_Task objective_
Repeat, exactly as written, the lines of the records below from the first through the line with "target | large leafy plant", but none past it.

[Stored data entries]
▼
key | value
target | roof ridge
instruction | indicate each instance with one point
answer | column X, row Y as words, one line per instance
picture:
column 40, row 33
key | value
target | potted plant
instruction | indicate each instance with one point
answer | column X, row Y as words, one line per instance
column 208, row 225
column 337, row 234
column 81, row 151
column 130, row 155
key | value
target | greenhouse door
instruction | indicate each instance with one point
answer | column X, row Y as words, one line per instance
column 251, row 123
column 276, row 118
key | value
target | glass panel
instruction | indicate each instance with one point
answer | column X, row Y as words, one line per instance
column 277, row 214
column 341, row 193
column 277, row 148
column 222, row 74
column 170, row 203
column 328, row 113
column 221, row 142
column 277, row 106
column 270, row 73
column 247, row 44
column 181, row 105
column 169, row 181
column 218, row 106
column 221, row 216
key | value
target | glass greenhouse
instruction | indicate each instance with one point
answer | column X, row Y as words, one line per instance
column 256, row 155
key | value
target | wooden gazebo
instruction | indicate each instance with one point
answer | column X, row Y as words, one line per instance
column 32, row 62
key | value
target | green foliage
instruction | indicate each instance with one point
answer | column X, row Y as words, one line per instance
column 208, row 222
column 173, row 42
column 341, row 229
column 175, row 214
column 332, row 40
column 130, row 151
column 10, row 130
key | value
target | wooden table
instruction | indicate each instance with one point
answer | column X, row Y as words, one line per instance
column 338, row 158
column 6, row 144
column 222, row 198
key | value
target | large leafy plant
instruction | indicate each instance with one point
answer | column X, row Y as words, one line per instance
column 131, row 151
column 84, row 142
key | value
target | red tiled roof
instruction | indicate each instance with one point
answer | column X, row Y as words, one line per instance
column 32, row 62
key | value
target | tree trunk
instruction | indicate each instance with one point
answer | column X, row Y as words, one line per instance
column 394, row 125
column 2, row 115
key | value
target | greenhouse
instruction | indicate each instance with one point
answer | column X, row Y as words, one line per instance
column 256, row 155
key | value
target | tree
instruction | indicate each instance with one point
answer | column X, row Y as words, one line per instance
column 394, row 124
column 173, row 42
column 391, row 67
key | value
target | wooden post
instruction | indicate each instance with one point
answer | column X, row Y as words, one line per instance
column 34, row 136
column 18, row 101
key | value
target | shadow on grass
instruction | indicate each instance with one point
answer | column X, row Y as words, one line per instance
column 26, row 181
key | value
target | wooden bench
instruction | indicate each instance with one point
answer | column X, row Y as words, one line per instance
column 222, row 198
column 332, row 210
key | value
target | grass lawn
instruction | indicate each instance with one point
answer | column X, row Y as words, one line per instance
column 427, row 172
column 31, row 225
▲
_Task output_
key | value
target | roof ridge
instruction | indicate each instance with one point
answer | column X, row Y as words, one line per instance
picture:
column 40, row 33
key | value
target | potted plant
instruction | indicate each instance with one point
answer | column X, row Y as words, one line per instance
column 208, row 225
column 337, row 234
column 81, row 151
column 130, row 155
key | value
target | greenhouse door
instruction | indicate each instance with one point
answer | column X, row Y as words, one line per instance
column 251, row 123
column 276, row 118
key | value
target | glass panel
instruction | indicate each instance with one point
answer | column X, row Y as words, one line per instance
column 277, row 214
column 341, row 193
column 277, row 148
column 222, row 74
column 170, row 203
column 328, row 113
column 221, row 142
column 277, row 106
column 270, row 73
column 247, row 44
column 181, row 105
column 169, row 181
column 218, row 106
column 221, row 216
key | value
target | glass greenhouse
instruction | indicate each instance with one point
answer | column X, row Y as words, one line per instance
column 256, row 155
key | value
target | wooden gazebo
instruction | indicate each instance with one point
answer | column X, row Y as words, one line per instance
column 32, row 62
key | value
target | green foliage
instruction | indicate each instance with one point
answer | column X, row Y as words, one line per instance
column 208, row 222
column 173, row 42
column 341, row 229
column 175, row 214
column 332, row 40
column 130, row 151
column 10, row 130
key | value
target | wooden table
instruction | indicate each instance with one point
answer | column X, row Y as words, one line per instance
column 338, row 158
column 6, row 144
column 222, row 198
key | value
target | large leafy plant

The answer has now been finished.